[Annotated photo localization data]
################
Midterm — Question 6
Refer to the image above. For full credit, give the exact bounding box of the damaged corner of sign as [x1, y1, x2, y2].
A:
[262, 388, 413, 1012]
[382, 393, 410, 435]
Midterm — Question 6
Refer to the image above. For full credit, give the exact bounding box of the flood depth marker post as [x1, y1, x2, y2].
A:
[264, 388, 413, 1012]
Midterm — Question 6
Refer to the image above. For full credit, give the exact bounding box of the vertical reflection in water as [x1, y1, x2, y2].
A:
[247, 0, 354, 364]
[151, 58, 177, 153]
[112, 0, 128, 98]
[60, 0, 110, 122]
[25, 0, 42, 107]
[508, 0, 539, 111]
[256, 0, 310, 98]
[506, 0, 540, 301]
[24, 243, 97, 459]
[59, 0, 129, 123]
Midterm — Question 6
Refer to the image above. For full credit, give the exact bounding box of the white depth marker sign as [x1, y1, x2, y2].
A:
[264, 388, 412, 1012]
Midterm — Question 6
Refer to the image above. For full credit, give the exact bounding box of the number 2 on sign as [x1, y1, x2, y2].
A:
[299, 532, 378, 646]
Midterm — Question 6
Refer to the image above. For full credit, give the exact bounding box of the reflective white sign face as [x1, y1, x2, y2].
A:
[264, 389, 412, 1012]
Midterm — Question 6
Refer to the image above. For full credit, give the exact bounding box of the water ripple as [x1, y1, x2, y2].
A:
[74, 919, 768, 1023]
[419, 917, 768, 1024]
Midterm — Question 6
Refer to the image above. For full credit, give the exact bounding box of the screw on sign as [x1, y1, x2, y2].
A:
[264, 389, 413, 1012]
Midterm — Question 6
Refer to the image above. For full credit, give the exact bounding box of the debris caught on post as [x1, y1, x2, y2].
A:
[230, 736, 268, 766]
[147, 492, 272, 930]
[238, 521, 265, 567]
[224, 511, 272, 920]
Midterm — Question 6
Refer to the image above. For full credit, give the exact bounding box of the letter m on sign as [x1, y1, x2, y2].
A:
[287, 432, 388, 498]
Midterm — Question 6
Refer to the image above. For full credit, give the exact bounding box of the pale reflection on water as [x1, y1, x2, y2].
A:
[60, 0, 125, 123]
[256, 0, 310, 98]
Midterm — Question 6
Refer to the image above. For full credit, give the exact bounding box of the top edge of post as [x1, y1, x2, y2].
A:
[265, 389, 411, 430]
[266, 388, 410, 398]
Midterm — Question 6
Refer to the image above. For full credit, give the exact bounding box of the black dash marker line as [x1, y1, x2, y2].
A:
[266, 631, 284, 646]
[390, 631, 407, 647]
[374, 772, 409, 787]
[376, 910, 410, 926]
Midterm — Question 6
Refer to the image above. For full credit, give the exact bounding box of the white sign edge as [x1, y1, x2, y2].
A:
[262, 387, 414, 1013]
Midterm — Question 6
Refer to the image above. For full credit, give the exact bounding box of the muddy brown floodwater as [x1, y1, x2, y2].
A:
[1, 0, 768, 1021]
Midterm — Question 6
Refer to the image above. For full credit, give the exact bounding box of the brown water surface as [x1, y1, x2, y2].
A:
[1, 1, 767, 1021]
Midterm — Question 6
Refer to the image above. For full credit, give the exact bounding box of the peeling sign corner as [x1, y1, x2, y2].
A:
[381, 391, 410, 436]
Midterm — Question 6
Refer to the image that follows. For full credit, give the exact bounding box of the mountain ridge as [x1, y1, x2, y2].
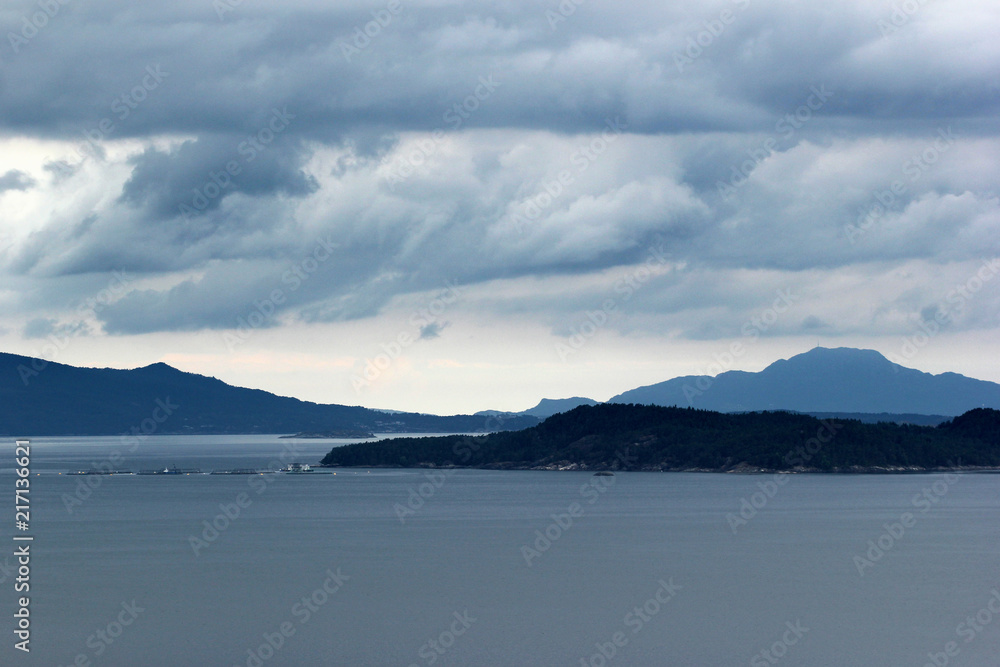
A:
[606, 347, 1000, 416]
[0, 352, 536, 436]
[4, 346, 998, 435]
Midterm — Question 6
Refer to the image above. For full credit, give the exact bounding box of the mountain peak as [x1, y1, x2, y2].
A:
[521, 397, 598, 419]
[133, 361, 184, 376]
[783, 346, 893, 364]
[609, 347, 999, 415]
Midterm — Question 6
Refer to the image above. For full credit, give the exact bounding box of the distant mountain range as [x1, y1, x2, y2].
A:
[476, 397, 598, 420]
[606, 347, 1000, 415]
[481, 348, 999, 422]
[4, 346, 998, 436]
[0, 353, 536, 437]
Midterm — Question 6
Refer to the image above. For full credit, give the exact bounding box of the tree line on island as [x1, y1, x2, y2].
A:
[320, 404, 1000, 472]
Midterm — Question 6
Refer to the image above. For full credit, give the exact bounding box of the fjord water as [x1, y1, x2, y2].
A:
[2, 437, 998, 666]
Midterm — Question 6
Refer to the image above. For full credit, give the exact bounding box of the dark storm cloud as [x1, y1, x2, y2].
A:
[2, 0, 996, 141]
[1, 0, 997, 337]
[118, 128, 317, 220]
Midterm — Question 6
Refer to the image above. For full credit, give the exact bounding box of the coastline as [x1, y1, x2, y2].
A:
[317, 462, 1000, 475]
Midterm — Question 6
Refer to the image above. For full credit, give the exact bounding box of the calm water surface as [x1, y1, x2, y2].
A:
[1, 436, 997, 666]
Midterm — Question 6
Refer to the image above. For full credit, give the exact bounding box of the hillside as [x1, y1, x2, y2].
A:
[320, 404, 1000, 472]
[0, 353, 537, 436]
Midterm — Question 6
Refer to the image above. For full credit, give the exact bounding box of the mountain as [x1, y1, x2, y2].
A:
[320, 404, 1000, 472]
[476, 396, 597, 419]
[475, 396, 598, 420]
[520, 397, 599, 418]
[608, 347, 1000, 416]
[0, 353, 537, 436]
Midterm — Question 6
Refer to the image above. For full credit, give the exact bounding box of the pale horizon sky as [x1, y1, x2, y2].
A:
[1, 0, 998, 414]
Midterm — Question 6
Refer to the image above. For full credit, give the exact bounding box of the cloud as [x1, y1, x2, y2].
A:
[0, 170, 36, 192]
[22, 318, 56, 339]
[0, 0, 995, 350]
[1, 1, 996, 143]
[418, 321, 449, 340]
[22, 317, 90, 339]
[118, 126, 316, 220]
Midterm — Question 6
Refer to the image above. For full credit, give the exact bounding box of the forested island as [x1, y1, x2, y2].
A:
[319, 404, 1000, 473]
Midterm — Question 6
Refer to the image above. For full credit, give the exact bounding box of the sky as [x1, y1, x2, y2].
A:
[0, 0, 998, 415]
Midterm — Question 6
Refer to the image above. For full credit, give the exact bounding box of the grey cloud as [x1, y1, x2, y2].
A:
[22, 317, 90, 339]
[1, 1, 996, 145]
[418, 321, 449, 340]
[43, 159, 82, 182]
[0, 170, 36, 192]
[801, 315, 831, 331]
[118, 132, 317, 220]
[1, 0, 997, 343]
[22, 318, 56, 339]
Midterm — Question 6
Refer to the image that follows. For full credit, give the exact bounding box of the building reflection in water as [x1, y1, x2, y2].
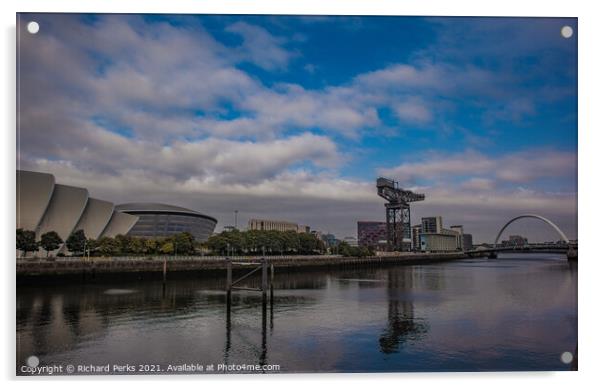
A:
[379, 268, 429, 354]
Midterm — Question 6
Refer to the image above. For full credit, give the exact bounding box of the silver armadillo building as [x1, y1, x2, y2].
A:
[16, 170, 139, 255]
[114, 203, 217, 242]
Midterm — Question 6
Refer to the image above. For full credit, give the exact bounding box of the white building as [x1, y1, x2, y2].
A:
[248, 218, 310, 233]
[17, 170, 139, 256]
[449, 225, 464, 250]
[419, 233, 459, 252]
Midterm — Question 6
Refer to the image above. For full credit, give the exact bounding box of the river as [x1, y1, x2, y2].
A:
[16, 254, 577, 374]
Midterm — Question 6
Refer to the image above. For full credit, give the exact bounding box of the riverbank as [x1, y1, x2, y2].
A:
[16, 252, 475, 284]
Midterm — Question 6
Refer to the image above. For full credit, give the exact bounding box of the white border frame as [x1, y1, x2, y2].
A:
[3, 1, 600, 388]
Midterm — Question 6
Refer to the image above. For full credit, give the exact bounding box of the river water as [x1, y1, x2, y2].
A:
[16, 254, 577, 374]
################
TASK TO COMPLETE:
Using the data above, print every line exactly, omitting pictures.

ANSWER AREA:
Midterm — Question 6
Refer to the image above. For full credit, give the exact bounding box of the damaged corner of sign as [x1, y1, x2, y2].
A:
[262, 388, 413, 1012]
[382, 393, 410, 435]
Midterm — Question 6
Refer to the image above. For full credit, give the exact bounding box of the flood depth marker post as [x1, y1, x2, y2].
A:
[264, 388, 413, 1012]
Midterm — Question 6
Refer to the image above. For full credit, give the exact bounding box of the vertical reflection in water as [x1, y1, x2, y2].
A:
[247, 0, 354, 364]
[151, 58, 177, 153]
[112, 0, 128, 98]
[60, 0, 110, 122]
[25, 0, 42, 107]
[508, 0, 539, 111]
[256, 0, 310, 98]
[506, 0, 540, 301]
[24, 243, 97, 459]
[59, 0, 129, 123]
Midterm — Question 6
Refer to the image above. For full credit, give the exact bounding box of the white depth marker sign as [x1, y1, x2, y2].
A:
[264, 388, 412, 1012]
Midterm — Question 6
Refer to the image above. For full credit, give the exact bounding box of the number 2 on sign as [x1, y1, x2, y2].
A:
[299, 532, 378, 646]
Midterm — Question 6
Refer to the image above. For full credit, give the exact bounding box of the reflective white sign face as [x1, y1, x2, y2].
A:
[264, 389, 412, 1012]
Midterm — Question 6
Refer to the image above. For full credit, give the exact bounding box of the water ripple as [x1, y1, x2, y2].
A:
[74, 919, 768, 1023]
[419, 917, 768, 1024]
Midterm — Question 6
Refer to the image above. For full credit, give the exact bounding box of the screw on sign as [x1, y1, x2, y2].
A:
[264, 389, 413, 1012]
Midterm — Question 6
Refer to the image above. For full credit, give the exact bounding box of the debris caught on post as [x1, y1, x2, y2].
A:
[230, 736, 268, 766]
[147, 492, 272, 930]
[238, 521, 265, 567]
[224, 511, 272, 920]
Midterm — Question 6
Refer to the image above. For full credit, give the exact bounding box of the letter m on sign as [x1, y1, x2, y2].
A:
[287, 432, 388, 498]
Midterm — Question 6
Refer to the image above. For full credit, give the exact bounding box of the pale reflection on water as [x1, y1, x2, y2].
A:
[60, 0, 125, 123]
[256, 0, 310, 98]
Midterm — Question 6
Refer to the image above. For full credit, give the exact bounding box of the top edge of post as [x1, y1, x2, y2].
A:
[265, 389, 411, 430]
[266, 388, 410, 398]
Midterm — Question 6
Refer to the image above. For full credit, give the exact bounding box of the black dash marker line as [x1, y1, x2, y2].
A:
[266, 631, 284, 646]
[390, 631, 407, 647]
[374, 772, 409, 787]
[376, 910, 410, 926]
Midterm — Question 6
Refer to the image above. For full credit, give the exact bounding box of the white sign edge as [x1, y1, x2, y2].
A:
[262, 387, 414, 1013]
Midterm — Question 6
Refer to the image above. For full credit, give the exact bounding box of the muddy brown floodwater as [x1, y1, x2, y2].
A:
[1, 0, 768, 1021]
Midterm — Question 6
Refer to the image above. For full credit, give the exact bounding box of the brown water surface as [x1, y1, x2, y2].
A:
[1, 1, 767, 1021]
Midterm — Question 6
Refer to the image above. For full credit, give the exact bounding box of the peeling sign corner as [x1, y1, x2, y2].
A:
[381, 391, 410, 436]
Midterm — Question 6
Refer to the image that follows. For full credit, give the exact bounding box of the mountain ridge as [x1, y1, x2, y2].
A:
[606, 347, 1000, 416]
[0, 352, 536, 436]
[4, 346, 998, 435]
Midterm — Question 6
Refer to the image above. For full credit, give the exact bounding box of the mountain peak as [x1, y1, x2, y2].
A:
[521, 397, 598, 419]
[133, 361, 184, 376]
[783, 346, 893, 364]
[609, 347, 999, 415]
Midterm — Question 6
Refer to the image above. For full credit, give the exact bounding box of the distant mountain range as [x1, y1, x2, y2].
A:
[476, 397, 598, 420]
[606, 347, 1000, 415]
[481, 348, 999, 422]
[4, 346, 998, 436]
[0, 353, 536, 437]
Midterm — Question 6
Refer to the image above. For full credit, give the exact bounding box of the tree line on island as [x1, y1, x2, y2].
A:
[320, 404, 1000, 472]
Midterm — Question 6
Refer to the image above. For full credit, give the exact bounding box of the fjord water as [x1, y1, x2, y2].
A:
[2, 437, 998, 666]
Midterm — Question 6
Refer to the image above. For full credit, give the exact bounding box of the dark storm cloud as [x1, y1, x2, y2].
A:
[2, 0, 996, 141]
[1, 0, 997, 337]
[118, 128, 317, 220]
Midterm — Question 6
Refer to the image above. For full credit, give the exact bounding box of the coastline as [x1, y1, x2, y2].
A:
[317, 462, 1000, 475]
Midterm — Question 6
Refer to the image above. For full credit, give the exact bounding box of the calm water surface as [x1, y1, x2, y2].
A:
[1, 436, 997, 666]
Midterm — Question 6
Refer to the image above. For full credit, give the exact bounding box of the hillside as [x1, y1, x2, y2].
A:
[320, 404, 1000, 472]
[0, 353, 537, 436]
Midterm — Question 6
Refer to the image above. For full credit, give the exact bounding box of the mountain as [x1, y1, x2, y2].
A:
[320, 404, 1000, 472]
[476, 396, 597, 419]
[475, 396, 598, 420]
[520, 397, 599, 418]
[608, 347, 1000, 416]
[0, 353, 537, 436]
Midterm — Question 6
Refer to the image above. For full credit, give the exact bounding box of the pale horizon sky as [x1, y1, x2, y2].
A:
[1, 0, 998, 414]
Midterm — Question 6
Refer to the image above. For full credit, give the exact bounding box of the cloud as [x1, y1, x2, y2].
A:
[0, 170, 36, 192]
[22, 318, 56, 339]
[0, 0, 995, 350]
[1, 1, 996, 143]
[418, 321, 449, 340]
[22, 317, 90, 339]
[118, 126, 316, 220]
Midterm — Question 6
Refer to the image above. For full credit, give the exact bounding box of the forested island as [x1, y1, x2, y2].
A:
[319, 404, 1000, 473]
Midterm — Question 6
Refer to the image above. For full credit, give the exact bounding box of the sky as [x1, y1, x2, y2].
A:
[0, 0, 998, 415]
Midterm — Question 6
Refer to the image above. For full credit, give the exact bounding box of the grey cloud as [x1, y1, x2, y2].
A:
[22, 317, 90, 339]
[1, 1, 996, 145]
[418, 321, 449, 340]
[43, 159, 82, 182]
[0, 170, 36, 192]
[801, 315, 831, 331]
[118, 132, 317, 220]
[1, 0, 997, 343]
[22, 318, 56, 339]
Midterm — Question 6
Refer to the image that follows. For full credit, give the exact bounding box of the building reflection in water as [x1, y1, x2, y2].
A:
[379, 268, 429, 354]
Midterm — Question 6
Refer to the image above. For full credit, give the exact bounding box of the silver armadillo building as [x1, y1, x2, y2].
A:
[16, 170, 139, 255]
[114, 203, 217, 242]
Midterm — Question 6
Refer to the image above. For full credit, give the exact bounding box of the white building as [x1, y1, x2, y2].
A:
[248, 218, 310, 233]
[17, 170, 139, 256]
[449, 225, 464, 250]
[419, 233, 459, 252]
Midterm — Question 6
Refer to the image above. For full credit, give the exact bounding box of the river as [x1, y1, x2, y2].
A:
[16, 254, 577, 374]
Midterm — Question 6
Refer to the image above. For full credit, give the exact bounding box of the riverbank as [x1, y1, x2, y2].
A:
[16, 252, 475, 284]
Midterm — Question 6
Refer to the image above. For full credit, give the exact bounding box of the white border frame as [x1, y1, x2, y2].
A:
[3, 1, 600, 388]
Midterm — Question 6
Refer to the image above. For full credit, give the exact bounding box of the river water as [x1, y1, x2, y2].
A:
[16, 254, 577, 374]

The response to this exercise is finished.